### Listed records
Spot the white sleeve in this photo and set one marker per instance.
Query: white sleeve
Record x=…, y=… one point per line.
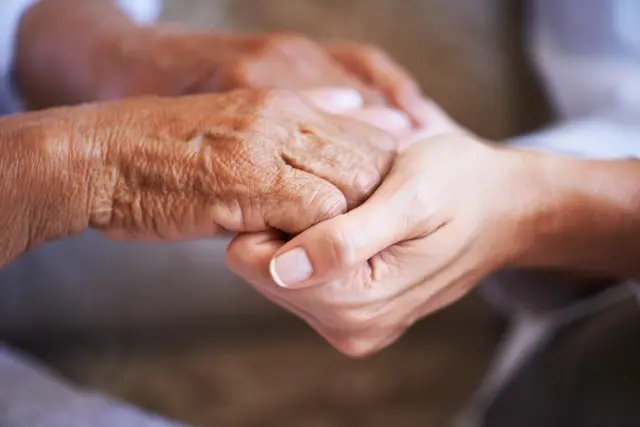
x=11, y=11
x=589, y=61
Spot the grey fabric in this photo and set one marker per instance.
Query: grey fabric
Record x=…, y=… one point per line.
x=32, y=396
x=588, y=375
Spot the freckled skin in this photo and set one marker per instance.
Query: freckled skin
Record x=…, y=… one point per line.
x=264, y=159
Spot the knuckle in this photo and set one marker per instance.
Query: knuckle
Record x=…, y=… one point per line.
x=339, y=248
x=330, y=205
x=371, y=52
x=356, y=318
x=364, y=181
x=356, y=347
x=236, y=75
x=284, y=43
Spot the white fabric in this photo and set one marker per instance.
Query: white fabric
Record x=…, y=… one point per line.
x=31, y=396
x=11, y=11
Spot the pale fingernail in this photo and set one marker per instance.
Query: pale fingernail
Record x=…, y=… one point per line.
x=390, y=120
x=291, y=268
x=335, y=101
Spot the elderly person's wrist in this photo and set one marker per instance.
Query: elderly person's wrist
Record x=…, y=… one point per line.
x=46, y=177
x=67, y=58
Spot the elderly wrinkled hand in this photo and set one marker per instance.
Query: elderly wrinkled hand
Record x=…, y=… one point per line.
x=181, y=168
x=120, y=59
x=450, y=212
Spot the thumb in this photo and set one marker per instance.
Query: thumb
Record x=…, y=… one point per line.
x=332, y=248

### Problem
Render all of the material above as a two-column CSV with the headers input and output, giving each set of wording its own row with its points beside it. Put each value in a single quoted field with line breaks turned into spaces, and leave out the pictures.

### Final result
input,output
"Spot the white sleeve in this photo and set one marker per instance. Query: white sleeve Record x=…, y=… one point per line.","x=11, y=11 x=589, y=61"
"Spot the grey fabric in this photo and set one marker per instance. Query: grey fabric Record x=…, y=… one point per line.","x=32, y=396 x=588, y=375"
"Spot the freckled skin in this photo and set one marker per instance. Query: freckled skin Record x=…, y=… one point per line.","x=264, y=159"
"Spot the knuckle in this photo and set one marker per instance. Query: knuckle Record x=…, y=… one point per line.","x=339, y=248 x=330, y=205 x=371, y=52 x=356, y=318 x=364, y=181 x=356, y=347 x=236, y=75 x=284, y=43"
"Spot the white fabric in this photo and set one marker per instance. Query: white fabric Record x=…, y=… one point per line.","x=31, y=396 x=11, y=11"
"Spot the pale fingernail in this photo and set one marker per instance. Query: pale fingernail Record x=…, y=… one point per line.","x=390, y=120 x=291, y=268 x=335, y=101"
"Spot the elderly person's wrist in this photo and set one marker per instance. Query: elderly person's wrist Record x=…, y=… one point per line.","x=46, y=177 x=67, y=58"
"Spot the elderly wrinkled hand in this photo and set one marker per instance. Query: elderly wrinkled hand Record x=…, y=… one point per line.","x=181, y=168 x=120, y=59 x=450, y=212"
"Spot the thumb in this photo and set one marker per instance. Query: thumb Record x=…, y=… one point per line.","x=332, y=248"